Reproduce the part of the tegu thread that opens with the words containing "Oh currently hes" and closes with "ZEKE (Mar 16, 2009)", substituting "water dish" for "water bowl".

Supplied text

+ + + +

# So I finally got a Colombian



## RehabRalphy (Mar 16, 2009)

I went to the reptile show this weekend and picked up a Colombian tegu. They had 1 Argentine at the show they were trying to sell for $200 (wth?!). My old lady loved the looks of this Colombian tegu so I offered $20 and they took it. Extremely tame tegu off the start and a great eater. We'll see how things go using the same techniques that I use for the Argentines.


----------



## ashesc212 (Mar 16, 2009)

Congrats on both the tegu and the CWD! It'll be interesting to see if the Columbian ends up as tame or nearly as tame as an Argentine in your care. Good luck!


----------



## RehabRalphy (Mar 16, 2009)

Oh currently hes in a 20L with a 100w Powersun MVB. 2 hides, basking spot, and a water bowl. 

A new larger cage is in the build as we speak!


----------



## ZEKE (Mar 16, 2009)

is that a normal b/w Colombian or a gold?


----------



## RehabRalphy (Mar 16, 2009)

Colombian (colombian's are golds are the same, its just a color variance)

+ + + +

Data block

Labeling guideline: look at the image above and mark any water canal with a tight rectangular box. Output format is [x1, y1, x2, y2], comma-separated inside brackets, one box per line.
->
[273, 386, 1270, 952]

+ + + +

Exercise answer
Oh currently hes in a 20L with a 100w Powersun MVB. 2 hides, basking spot, and a water dish. 

A new larger cage is in the build as we speak!


----------



## ZEKE (Mar 16, 2009)